§ Extracted information
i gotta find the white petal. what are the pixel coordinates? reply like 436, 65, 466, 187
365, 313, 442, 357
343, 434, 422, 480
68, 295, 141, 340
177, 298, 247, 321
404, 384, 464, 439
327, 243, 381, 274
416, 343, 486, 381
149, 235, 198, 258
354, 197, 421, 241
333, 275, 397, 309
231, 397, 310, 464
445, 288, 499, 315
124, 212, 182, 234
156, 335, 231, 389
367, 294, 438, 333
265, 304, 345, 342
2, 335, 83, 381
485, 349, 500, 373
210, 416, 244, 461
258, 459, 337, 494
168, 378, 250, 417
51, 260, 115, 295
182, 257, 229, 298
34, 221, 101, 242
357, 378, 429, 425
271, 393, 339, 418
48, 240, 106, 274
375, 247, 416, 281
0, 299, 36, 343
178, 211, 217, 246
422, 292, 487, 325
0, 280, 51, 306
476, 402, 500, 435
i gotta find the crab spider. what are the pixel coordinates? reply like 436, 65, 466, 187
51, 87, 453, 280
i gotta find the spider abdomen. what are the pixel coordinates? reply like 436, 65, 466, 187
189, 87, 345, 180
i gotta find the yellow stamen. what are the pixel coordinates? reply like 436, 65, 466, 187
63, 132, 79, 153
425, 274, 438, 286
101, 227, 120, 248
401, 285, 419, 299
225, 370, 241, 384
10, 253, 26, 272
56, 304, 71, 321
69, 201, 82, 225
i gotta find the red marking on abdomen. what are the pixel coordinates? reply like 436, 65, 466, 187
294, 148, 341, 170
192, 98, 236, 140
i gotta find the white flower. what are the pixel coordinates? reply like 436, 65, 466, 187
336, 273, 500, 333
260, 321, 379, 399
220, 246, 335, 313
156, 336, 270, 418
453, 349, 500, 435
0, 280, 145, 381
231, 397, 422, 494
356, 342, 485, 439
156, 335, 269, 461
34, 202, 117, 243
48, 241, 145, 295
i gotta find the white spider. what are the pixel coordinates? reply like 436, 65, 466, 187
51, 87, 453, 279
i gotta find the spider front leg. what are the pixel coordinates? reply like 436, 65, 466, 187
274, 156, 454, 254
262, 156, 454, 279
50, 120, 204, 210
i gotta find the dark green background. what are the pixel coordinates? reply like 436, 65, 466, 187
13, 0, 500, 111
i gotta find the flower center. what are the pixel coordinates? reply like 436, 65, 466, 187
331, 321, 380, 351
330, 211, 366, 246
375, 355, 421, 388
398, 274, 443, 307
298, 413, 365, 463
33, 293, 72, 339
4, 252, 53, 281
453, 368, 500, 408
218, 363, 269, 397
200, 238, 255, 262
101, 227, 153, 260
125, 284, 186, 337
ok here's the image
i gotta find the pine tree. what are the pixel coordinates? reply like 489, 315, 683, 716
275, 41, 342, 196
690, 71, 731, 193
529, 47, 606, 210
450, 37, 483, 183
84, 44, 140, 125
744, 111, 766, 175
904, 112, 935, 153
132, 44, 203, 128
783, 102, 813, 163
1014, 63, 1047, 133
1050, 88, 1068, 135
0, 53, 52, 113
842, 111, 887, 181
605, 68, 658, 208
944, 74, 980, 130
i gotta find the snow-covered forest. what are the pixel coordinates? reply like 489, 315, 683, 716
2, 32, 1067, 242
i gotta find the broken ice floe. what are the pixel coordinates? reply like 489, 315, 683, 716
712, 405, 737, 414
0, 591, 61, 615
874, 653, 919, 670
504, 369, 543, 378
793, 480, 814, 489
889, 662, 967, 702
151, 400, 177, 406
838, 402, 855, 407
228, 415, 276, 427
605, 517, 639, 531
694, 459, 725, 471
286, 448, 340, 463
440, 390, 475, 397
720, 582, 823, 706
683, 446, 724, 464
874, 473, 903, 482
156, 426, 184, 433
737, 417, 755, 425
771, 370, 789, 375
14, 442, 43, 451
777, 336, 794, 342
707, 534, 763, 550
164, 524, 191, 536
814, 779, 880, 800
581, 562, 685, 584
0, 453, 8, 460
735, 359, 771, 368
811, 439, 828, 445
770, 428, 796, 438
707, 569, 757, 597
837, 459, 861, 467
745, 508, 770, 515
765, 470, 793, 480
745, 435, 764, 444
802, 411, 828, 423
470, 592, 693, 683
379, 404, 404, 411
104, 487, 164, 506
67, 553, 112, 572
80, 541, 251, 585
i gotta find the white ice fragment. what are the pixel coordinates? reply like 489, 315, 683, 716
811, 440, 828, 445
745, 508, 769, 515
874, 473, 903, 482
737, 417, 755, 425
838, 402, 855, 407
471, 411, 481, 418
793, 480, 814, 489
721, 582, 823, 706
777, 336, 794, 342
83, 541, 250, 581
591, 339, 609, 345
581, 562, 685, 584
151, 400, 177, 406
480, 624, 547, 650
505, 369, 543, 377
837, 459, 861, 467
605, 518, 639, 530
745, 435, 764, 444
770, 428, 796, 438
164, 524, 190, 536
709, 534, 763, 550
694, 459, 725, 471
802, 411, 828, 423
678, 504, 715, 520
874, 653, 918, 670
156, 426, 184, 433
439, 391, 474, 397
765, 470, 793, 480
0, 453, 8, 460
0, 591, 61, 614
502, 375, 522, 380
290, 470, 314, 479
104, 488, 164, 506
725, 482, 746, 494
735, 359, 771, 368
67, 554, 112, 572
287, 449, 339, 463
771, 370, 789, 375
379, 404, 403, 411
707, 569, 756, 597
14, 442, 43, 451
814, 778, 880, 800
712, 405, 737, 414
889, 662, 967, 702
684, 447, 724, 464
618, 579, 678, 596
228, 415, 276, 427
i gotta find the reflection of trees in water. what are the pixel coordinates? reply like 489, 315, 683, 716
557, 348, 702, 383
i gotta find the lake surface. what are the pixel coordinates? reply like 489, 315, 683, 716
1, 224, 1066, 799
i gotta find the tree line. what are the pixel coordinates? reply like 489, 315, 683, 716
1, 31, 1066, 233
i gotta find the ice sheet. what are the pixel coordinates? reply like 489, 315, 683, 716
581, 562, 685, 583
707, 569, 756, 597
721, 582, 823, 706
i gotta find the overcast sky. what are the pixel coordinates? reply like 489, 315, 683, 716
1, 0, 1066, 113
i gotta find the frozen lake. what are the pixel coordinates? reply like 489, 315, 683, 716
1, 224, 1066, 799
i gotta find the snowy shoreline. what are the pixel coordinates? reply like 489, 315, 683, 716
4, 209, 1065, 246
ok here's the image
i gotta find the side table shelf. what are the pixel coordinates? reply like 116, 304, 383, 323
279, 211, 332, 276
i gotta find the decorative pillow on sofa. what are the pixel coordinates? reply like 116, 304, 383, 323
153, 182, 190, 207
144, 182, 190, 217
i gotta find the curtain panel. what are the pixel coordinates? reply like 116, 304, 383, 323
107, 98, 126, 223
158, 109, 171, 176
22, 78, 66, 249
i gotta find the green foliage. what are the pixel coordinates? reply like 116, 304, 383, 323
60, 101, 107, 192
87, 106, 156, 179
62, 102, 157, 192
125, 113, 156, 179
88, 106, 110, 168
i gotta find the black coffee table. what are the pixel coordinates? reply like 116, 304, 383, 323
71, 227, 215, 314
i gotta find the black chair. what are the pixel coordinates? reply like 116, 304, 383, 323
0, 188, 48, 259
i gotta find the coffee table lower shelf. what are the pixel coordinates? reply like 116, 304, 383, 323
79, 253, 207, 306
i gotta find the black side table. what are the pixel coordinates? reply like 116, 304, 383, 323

§ The problem
After reading the listing above, print each line back exactly.

§ Output for this exercise
i gotta find the white petal. what are the pixel coordinates? reply like 436, 65, 466, 187
365, 313, 442, 357
343, 434, 422, 480
68, 295, 141, 340
177, 298, 247, 321
404, 384, 464, 439
327, 243, 381, 274
416, 343, 486, 381
149, 235, 198, 258
354, 197, 421, 241
333, 275, 397, 309
231, 397, 310, 464
445, 288, 499, 315
124, 212, 182, 234
156, 335, 231, 389
367, 294, 438, 333
265, 304, 345, 342
2, 335, 83, 381
485, 349, 500, 373
210, 416, 244, 461
258, 459, 337, 494
168, 378, 250, 417
51, 260, 115, 295
182, 257, 229, 298
34, 221, 101, 242
357, 378, 429, 425
271, 393, 339, 418
48, 240, 106, 274
375, 247, 416, 281
0, 299, 36, 343
178, 211, 217, 246
422, 292, 487, 325
0, 280, 51, 306
476, 402, 500, 435
i gotta find the crab spider. what are the pixel coordinates? reply like 436, 65, 466, 187
51, 87, 453, 280
i gotta find the spider abdomen. what are the pixel coordinates? reply like 436, 65, 466, 187
189, 87, 345, 180
i gotta find the yellow stamen. what are the pixel coordinates? reply like 436, 65, 466, 187
63, 132, 79, 153
425, 274, 438, 286
101, 227, 120, 248
401, 285, 419, 299
225, 370, 241, 384
10, 253, 26, 272
56, 304, 71, 321
69, 201, 82, 225
i gotta find the red marking on abdomen. what are the pixel coordinates? reply like 436, 65, 466, 187
294, 148, 341, 170
192, 98, 236, 140
i gotta find the white flower. what are the pixel coordinates? reply like 436, 65, 466, 187
336, 273, 500, 333
260, 321, 379, 399
220, 246, 335, 313
156, 336, 270, 418
453, 349, 500, 435
0, 280, 145, 381
231, 397, 422, 494
356, 342, 485, 439
156, 335, 269, 461
34, 202, 117, 243
48, 241, 145, 295
i gotta find the white spider. what are the pixel coordinates? reply like 436, 65, 466, 187
51, 87, 453, 279
i gotta find the spider front leg. what are the pixel coordinates? reply like 436, 65, 466, 187
274, 156, 454, 254
262, 156, 454, 279
50, 120, 204, 210
i gotta find the dark green background. what are the pixel coordinates? reply like 436, 65, 466, 187
13, 0, 500, 111
i gotta find the flower center. what are the pixel coordinates? reply like 436, 65, 466, 187
331, 321, 380, 351
330, 211, 366, 246
375, 355, 421, 388
398, 274, 443, 307
298, 413, 365, 463
33, 293, 72, 339
4, 252, 53, 281
453, 368, 500, 408
218, 363, 269, 397
200, 238, 255, 262
101, 227, 153, 260
125, 284, 186, 337
ok here's the image
i gotta find the pine tree. what are the pixel coordinates? reply like 489, 315, 683, 716
275, 41, 342, 196
690, 71, 731, 193
529, 47, 606, 210
450, 37, 483, 183
84, 44, 140, 125
744, 111, 766, 175
904, 112, 935, 153
132, 44, 203, 128
783, 102, 813, 163
1014, 63, 1047, 133
1050, 88, 1068, 135
0, 53, 52, 113
842, 111, 887, 181
605, 68, 658, 208
944, 74, 980, 130
i gotta find the snow-covered forest. what are the pixel coordinates? reply like 489, 315, 683, 716
2, 32, 1067, 242
i gotta find the broken ice floe. what are the pixel coordinates? reply like 489, 315, 683, 716
712, 405, 737, 414
0, 591, 61, 615
874, 653, 919, 670
504, 369, 543, 378
793, 480, 814, 489
889, 662, 967, 702
151, 400, 177, 406
838, 402, 855, 407
228, 415, 276, 427
605, 517, 639, 531
694, 459, 725, 471
286, 448, 340, 463
440, 390, 475, 397
720, 582, 823, 706
683, 446, 724, 464
874, 473, 903, 482
156, 426, 184, 433
737, 417, 755, 425
771, 370, 789, 375
14, 442, 43, 451
777, 336, 794, 342
707, 534, 763, 550
164, 524, 191, 536
814, 779, 880, 800
581, 562, 685, 584
0, 453, 8, 460
735, 359, 771, 368
811, 439, 828, 445
770, 428, 796, 438
707, 569, 757, 597
837, 459, 861, 467
745, 508, 770, 515
765, 470, 793, 480
745, 435, 764, 444
802, 411, 828, 423
470, 592, 693, 683
379, 404, 404, 411
104, 487, 164, 506
67, 553, 112, 572
80, 541, 251, 585
i gotta find the white ice fragment. what are the pixel coordinates? reply like 489, 315, 683, 716
811, 440, 828, 445
745, 508, 769, 515
874, 473, 903, 482
737, 417, 755, 425
838, 402, 855, 407
471, 411, 481, 418
793, 480, 814, 489
721, 582, 823, 706
777, 336, 794, 342
83, 541, 250, 581
591, 339, 609, 345
581, 562, 685, 584
151, 400, 177, 406
480, 624, 547, 650
505, 369, 543, 377
837, 459, 861, 467
605, 518, 639, 530
745, 435, 764, 444
770, 428, 796, 438
164, 524, 190, 536
709, 534, 763, 550
694, 459, 725, 471
802, 411, 828, 423
678, 504, 715, 520
874, 653, 918, 670
156, 426, 184, 433
439, 391, 474, 397
765, 470, 793, 480
0, 453, 8, 460
0, 591, 61, 614
502, 375, 522, 380
290, 470, 314, 479
104, 488, 164, 506
725, 482, 746, 494
735, 359, 771, 368
67, 554, 112, 572
287, 449, 339, 463
771, 370, 789, 375
379, 404, 403, 411
707, 569, 756, 597
14, 442, 43, 451
814, 778, 880, 800
712, 405, 737, 414
889, 662, 967, 702
684, 447, 724, 464
618, 579, 678, 596
228, 415, 276, 427
i gotta find the reflection of trees in water. what are the pixel coordinates? reply like 489, 315, 683, 716
557, 348, 702, 383
i gotta find the lake surface. what are the pixel coordinates? reply like 489, 315, 683, 716
1, 224, 1066, 799
i gotta find the tree line. what are the pixel coordinates? reply like 489, 315, 683, 716
1, 31, 1066, 233
i gotta find the ice sheet. what are the pixel coordinates? reply like 489, 315, 683, 716
581, 562, 685, 583
707, 569, 756, 597
721, 582, 823, 706
i gotta find the overcast sky. what are the pixel coordinates? reply like 489, 315, 683, 716
1, 0, 1066, 113
i gotta find the frozen lake. what are the pixel coordinates? reply like 489, 315, 683, 716
1, 224, 1066, 799
i gotta find the snowy shoreline. what are the pixel coordinates? reply like 489, 315, 683, 716
4, 209, 1065, 246
ok here's the image
i gotta find the side table shelf. what are the pixel coordinates? reply like 116, 304, 383, 323
279, 211, 332, 276
i gotta find the decorative pillow on sofa. what are the pixel coordinates? reply like 116, 304, 383, 323
153, 182, 190, 207
144, 182, 190, 217
i gotta find the curtain panel. what are the pixel coordinates? reply like 116, 304, 383, 323
107, 98, 126, 223
158, 109, 171, 176
22, 78, 66, 249
i gotta find the green foliage. what are the pixel coordinates? reply like 116, 304, 383, 323
60, 101, 107, 192
87, 106, 156, 179
62, 102, 157, 192
125, 113, 156, 179
88, 106, 110, 168
i gotta find the black coffee table. what are the pixel coordinates? reply like 116, 304, 383, 323
71, 227, 215, 314
i gotta find the black chair. what are the pixel coordinates? reply like 116, 304, 383, 323
0, 188, 48, 259
i gotta find the coffee table lower shelf. what are the pixel coordinates? reply like 116, 304, 383, 323
79, 253, 207, 306
i gotta find the black side table. what are the pixel coordinates? reply like 116, 304, 383, 323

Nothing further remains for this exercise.